Start of GIVEN RECORDS

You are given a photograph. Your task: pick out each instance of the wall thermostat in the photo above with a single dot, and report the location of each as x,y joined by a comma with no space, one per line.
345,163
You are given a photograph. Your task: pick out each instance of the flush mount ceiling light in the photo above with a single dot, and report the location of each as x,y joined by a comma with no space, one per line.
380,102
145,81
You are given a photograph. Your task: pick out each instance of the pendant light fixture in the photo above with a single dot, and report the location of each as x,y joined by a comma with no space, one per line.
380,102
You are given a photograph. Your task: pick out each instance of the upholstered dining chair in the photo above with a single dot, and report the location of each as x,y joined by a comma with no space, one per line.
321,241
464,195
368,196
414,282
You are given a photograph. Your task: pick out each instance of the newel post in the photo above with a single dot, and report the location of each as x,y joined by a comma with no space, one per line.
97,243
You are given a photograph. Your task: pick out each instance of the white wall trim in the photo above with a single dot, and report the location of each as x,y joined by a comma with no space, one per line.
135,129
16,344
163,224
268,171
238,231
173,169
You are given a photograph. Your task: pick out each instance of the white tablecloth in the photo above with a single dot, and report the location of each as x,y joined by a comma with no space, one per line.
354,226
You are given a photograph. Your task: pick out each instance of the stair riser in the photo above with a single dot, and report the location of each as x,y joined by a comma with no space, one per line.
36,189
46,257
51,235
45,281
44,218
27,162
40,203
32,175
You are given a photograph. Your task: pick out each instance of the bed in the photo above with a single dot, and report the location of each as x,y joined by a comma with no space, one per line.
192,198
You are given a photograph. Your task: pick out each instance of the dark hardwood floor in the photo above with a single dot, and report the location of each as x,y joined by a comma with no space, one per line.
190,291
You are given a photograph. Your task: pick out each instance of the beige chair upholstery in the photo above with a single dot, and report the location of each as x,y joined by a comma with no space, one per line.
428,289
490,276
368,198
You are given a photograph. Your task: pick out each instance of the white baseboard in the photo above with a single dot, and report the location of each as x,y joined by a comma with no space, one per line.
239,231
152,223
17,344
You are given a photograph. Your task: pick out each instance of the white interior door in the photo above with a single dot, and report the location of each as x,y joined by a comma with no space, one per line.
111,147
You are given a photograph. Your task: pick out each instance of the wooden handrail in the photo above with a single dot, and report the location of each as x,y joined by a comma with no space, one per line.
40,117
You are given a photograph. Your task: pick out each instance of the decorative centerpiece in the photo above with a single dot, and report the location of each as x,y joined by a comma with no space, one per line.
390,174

End of GIVEN RECORDS

EXERCISE OBJECTIVE:
Arrange the listing, from the line containing "the white baseboard" through the end of the listing, as a two-column CSV with the columns text and answer. Give one row per text-and-answer pair, and place each value in a single quoted field with line breaks replaced by spaces.

FULL ANSWER:
text,answer
"You are given a photograph. Your task: pick out each instance of the white baseboard in the photo above with a single dot, and report the location of each as x,y joined by a comma with no space, one per line.","239,231 152,223 17,344"
"You are given a photograph. Your task: pick out each instance of the white interior door in the photo above with a single dot, and report the location of each as x,y joined by a comma with no space, one per line.","111,147"
"You are given a photograph. Your task: pick out each instance of the wooden handrail in the photo above with a single dot, and report the location of each as x,y joined by a comma with no space, one per line.","40,117"
"You are given a photograph. Your task: pick out each instance of the decorative centerpiece in the photo above with a single dot, and report the location of each as x,y joined by a comma with no space, one per line.","390,174"